## What is expected
Report each line below that contains the string "croissant", copying every such line in full. Case counts.

## Items
┌──

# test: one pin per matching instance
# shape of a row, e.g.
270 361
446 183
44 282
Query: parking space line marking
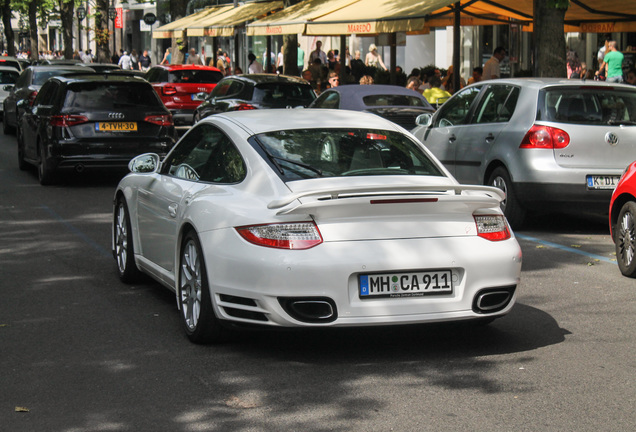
77 232
565 248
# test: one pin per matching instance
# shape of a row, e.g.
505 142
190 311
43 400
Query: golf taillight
169 90
492 227
67 120
545 137
161 120
293 235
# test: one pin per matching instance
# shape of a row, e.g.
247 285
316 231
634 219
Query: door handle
172 209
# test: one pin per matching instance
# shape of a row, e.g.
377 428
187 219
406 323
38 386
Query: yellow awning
224 24
292 20
376 16
177 28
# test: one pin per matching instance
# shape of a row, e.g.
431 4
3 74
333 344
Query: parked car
623 221
178 85
398 104
256 91
26 88
8 77
315 218
12 62
92 121
550 144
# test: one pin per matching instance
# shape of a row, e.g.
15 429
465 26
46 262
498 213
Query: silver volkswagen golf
550 143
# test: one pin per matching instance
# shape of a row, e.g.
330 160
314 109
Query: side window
221 89
328 100
497 105
206 154
455 111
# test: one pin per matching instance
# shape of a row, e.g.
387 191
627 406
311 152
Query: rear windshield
195 76
40 76
111 95
393 100
283 95
588 105
311 153
8 77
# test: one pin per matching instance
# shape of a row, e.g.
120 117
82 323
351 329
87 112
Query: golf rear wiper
622 122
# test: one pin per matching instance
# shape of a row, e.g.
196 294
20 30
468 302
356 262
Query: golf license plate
602 182
116 126
395 285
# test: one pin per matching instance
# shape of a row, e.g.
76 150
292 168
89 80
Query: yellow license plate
116 126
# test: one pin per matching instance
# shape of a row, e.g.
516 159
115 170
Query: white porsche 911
312 218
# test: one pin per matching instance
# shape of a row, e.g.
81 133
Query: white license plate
602 182
416 284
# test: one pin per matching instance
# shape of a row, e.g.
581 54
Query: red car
178 85
622 221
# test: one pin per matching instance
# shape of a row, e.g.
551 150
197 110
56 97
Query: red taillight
169 90
294 235
32 96
545 137
161 120
243 107
492 227
67 120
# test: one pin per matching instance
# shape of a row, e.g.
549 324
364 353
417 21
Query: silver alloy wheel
627 239
121 238
500 183
190 285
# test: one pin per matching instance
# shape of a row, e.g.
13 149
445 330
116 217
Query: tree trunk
102 34
66 16
8 31
549 38
179 45
33 31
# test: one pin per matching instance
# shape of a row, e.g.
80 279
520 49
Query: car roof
186 67
268 78
269 120
546 82
84 76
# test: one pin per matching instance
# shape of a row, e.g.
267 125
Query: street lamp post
112 14
81 14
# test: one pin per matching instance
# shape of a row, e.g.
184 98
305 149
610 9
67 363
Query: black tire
46 173
123 249
195 305
22 164
625 239
511 207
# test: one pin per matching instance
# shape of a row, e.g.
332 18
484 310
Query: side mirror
145 163
424 120
200 96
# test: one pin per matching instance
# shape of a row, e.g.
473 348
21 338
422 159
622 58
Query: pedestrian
125 62
612 64
134 59
254 66
144 61
492 66
167 57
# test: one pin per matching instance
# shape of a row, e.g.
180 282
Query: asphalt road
80 351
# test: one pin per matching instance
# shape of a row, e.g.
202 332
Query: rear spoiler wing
488 194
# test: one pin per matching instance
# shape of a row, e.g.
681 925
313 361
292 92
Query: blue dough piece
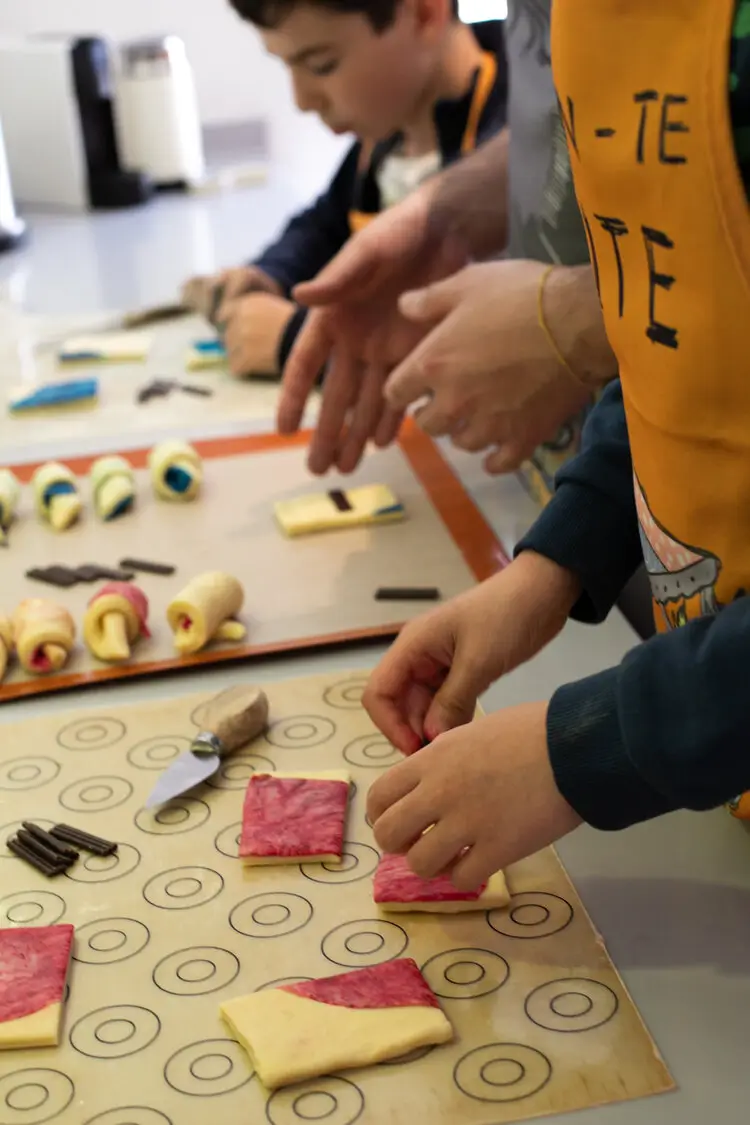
178 479
120 510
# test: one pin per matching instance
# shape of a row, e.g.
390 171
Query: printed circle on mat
227 842
236 771
332 1100
464 974
364 942
34 1095
183 888
98 732
130 1115
208 1068
96 794
115 1032
532 914
197 971
358 861
20 774
502 1072
271 915
32 908
300 731
571 1004
159 752
107 941
104 869
346 694
8 830
371 752
182 815
283 980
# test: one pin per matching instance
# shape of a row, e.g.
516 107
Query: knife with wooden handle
228 721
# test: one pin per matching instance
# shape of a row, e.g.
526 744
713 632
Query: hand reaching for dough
477 800
200 293
430 680
254 329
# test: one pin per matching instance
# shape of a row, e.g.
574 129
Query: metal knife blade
232 719
184 773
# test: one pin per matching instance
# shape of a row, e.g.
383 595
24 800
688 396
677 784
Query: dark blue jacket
667 728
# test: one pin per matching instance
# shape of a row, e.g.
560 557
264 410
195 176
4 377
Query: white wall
235 79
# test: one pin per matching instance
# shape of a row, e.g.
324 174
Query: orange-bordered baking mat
299 593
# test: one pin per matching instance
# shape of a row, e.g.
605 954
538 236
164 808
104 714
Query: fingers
340 392
353 268
455 702
308 357
471 870
364 421
435 851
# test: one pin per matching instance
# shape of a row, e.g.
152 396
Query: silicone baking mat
173 925
299 593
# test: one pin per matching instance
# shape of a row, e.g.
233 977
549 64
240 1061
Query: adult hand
361 331
201 293
430 680
477 800
253 332
487 366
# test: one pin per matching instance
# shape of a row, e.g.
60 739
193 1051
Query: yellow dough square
351 507
123 348
34 963
336 1023
397 889
283 819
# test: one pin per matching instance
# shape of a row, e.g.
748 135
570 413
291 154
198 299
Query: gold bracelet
545 329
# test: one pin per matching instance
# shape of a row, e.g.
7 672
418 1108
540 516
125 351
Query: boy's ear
432 15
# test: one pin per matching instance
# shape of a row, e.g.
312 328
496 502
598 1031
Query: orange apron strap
359 219
485 83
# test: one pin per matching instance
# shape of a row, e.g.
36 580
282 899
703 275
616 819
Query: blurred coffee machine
57 113
12 228
156 113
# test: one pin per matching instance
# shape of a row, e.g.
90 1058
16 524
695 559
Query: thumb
455 702
432 304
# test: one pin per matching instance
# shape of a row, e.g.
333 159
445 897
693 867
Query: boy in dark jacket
418 88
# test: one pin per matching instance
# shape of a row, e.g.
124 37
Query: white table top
671 898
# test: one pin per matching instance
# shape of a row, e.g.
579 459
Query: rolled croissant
115 620
9 494
56 495
44 635
113 482
177 471
205 611
6 644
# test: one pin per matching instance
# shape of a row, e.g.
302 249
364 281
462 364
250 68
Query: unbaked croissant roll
115 620
205 611
56 495
6 644
177 471
113 482
9 494
44 635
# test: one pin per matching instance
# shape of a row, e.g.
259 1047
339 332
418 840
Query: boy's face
355 79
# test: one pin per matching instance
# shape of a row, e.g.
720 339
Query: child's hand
253 333
430 680
200 293
486 792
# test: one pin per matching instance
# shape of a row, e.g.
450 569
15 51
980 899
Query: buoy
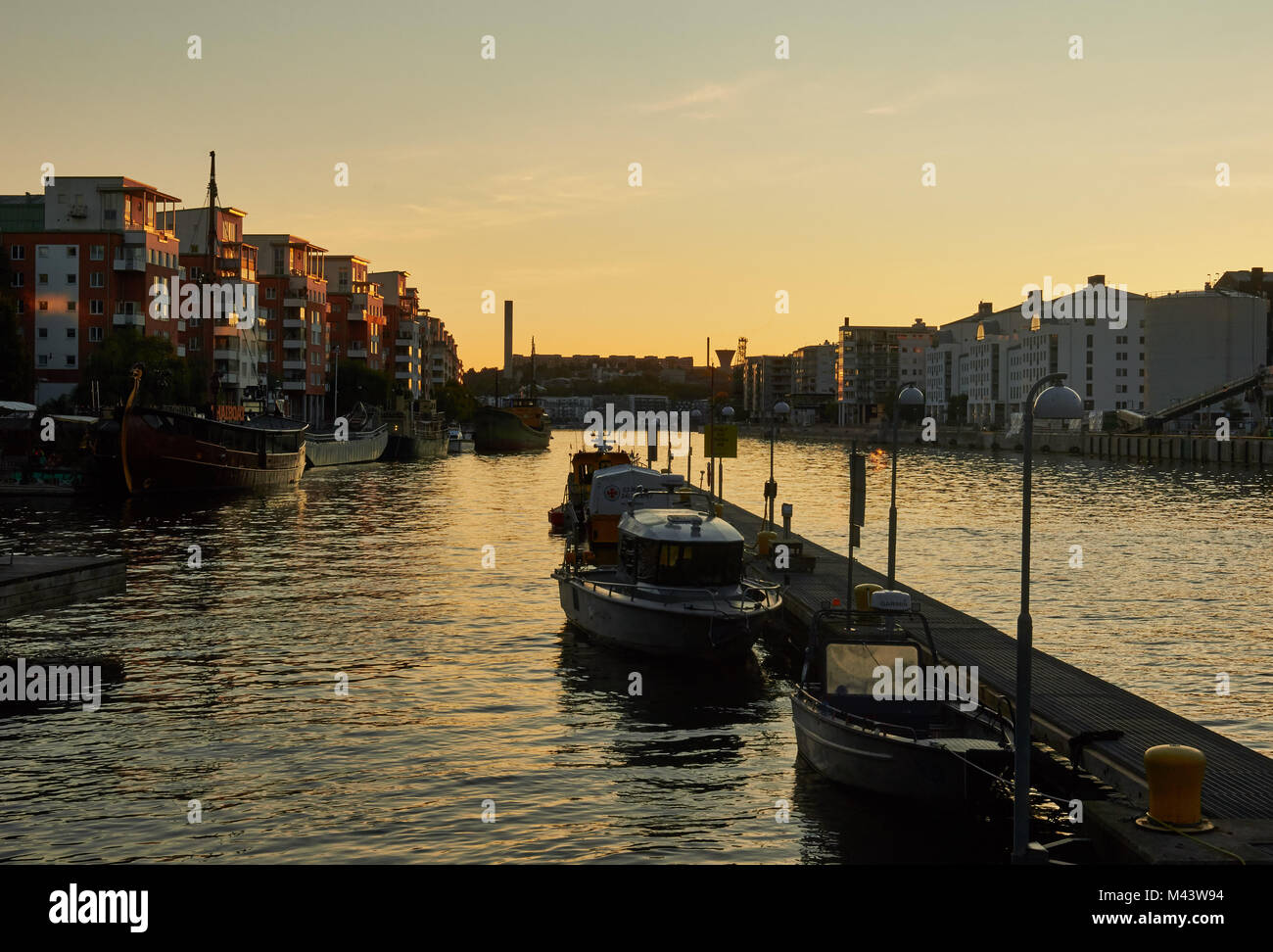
1174 773
862 595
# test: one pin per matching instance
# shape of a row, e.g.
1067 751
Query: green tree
165 377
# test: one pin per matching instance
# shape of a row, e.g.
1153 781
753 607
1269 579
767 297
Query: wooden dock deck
1067 702
33 583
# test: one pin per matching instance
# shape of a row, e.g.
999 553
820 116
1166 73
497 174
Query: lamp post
695 419
908 398
780 407
1056 403
335 394
727 412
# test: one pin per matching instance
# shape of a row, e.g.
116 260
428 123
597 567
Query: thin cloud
708 94
941 88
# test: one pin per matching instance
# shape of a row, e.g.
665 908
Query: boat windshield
851 667
696 564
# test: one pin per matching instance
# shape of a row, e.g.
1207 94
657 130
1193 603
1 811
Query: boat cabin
586 463
679 548
611 496
529 411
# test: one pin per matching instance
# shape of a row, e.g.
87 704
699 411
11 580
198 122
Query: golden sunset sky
759 174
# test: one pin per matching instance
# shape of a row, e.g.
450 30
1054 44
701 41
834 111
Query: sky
758 174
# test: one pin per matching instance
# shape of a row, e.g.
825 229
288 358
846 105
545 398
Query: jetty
1078 722
34 583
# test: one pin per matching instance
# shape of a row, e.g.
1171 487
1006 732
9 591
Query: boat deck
34 583
1068 704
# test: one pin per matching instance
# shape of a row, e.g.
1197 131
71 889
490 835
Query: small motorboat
556 517
678 589
876 710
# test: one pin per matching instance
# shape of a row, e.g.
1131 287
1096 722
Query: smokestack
508 338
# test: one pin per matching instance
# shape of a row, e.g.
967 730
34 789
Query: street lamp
780 408
727 412
1056 403
911 396
695 419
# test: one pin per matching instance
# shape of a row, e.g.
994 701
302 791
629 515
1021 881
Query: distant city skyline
758 174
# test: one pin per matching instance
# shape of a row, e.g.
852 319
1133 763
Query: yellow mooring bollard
1174 773
862 595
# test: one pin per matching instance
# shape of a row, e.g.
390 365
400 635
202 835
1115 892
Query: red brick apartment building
356 310
106 241
297 335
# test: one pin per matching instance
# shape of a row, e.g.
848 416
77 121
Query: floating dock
34 583
1068 709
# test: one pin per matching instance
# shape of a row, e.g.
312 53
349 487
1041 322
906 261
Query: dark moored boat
160 451
361 442
414 436
857 726
522 425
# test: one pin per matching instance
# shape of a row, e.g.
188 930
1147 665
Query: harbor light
911 396
1056 403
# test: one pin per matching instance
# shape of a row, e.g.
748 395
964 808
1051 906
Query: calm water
465 685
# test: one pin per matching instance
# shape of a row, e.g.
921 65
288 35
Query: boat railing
354 434
636 587
872 725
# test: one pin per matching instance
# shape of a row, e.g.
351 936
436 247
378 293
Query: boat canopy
612 488
678 526
678 547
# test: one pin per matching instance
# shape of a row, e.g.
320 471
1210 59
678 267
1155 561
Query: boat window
851 667
699 564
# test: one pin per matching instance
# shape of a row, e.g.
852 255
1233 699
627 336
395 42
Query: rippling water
465 687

└──

## Written solution
Query: rolled croissant
Query: unbaked croissant roll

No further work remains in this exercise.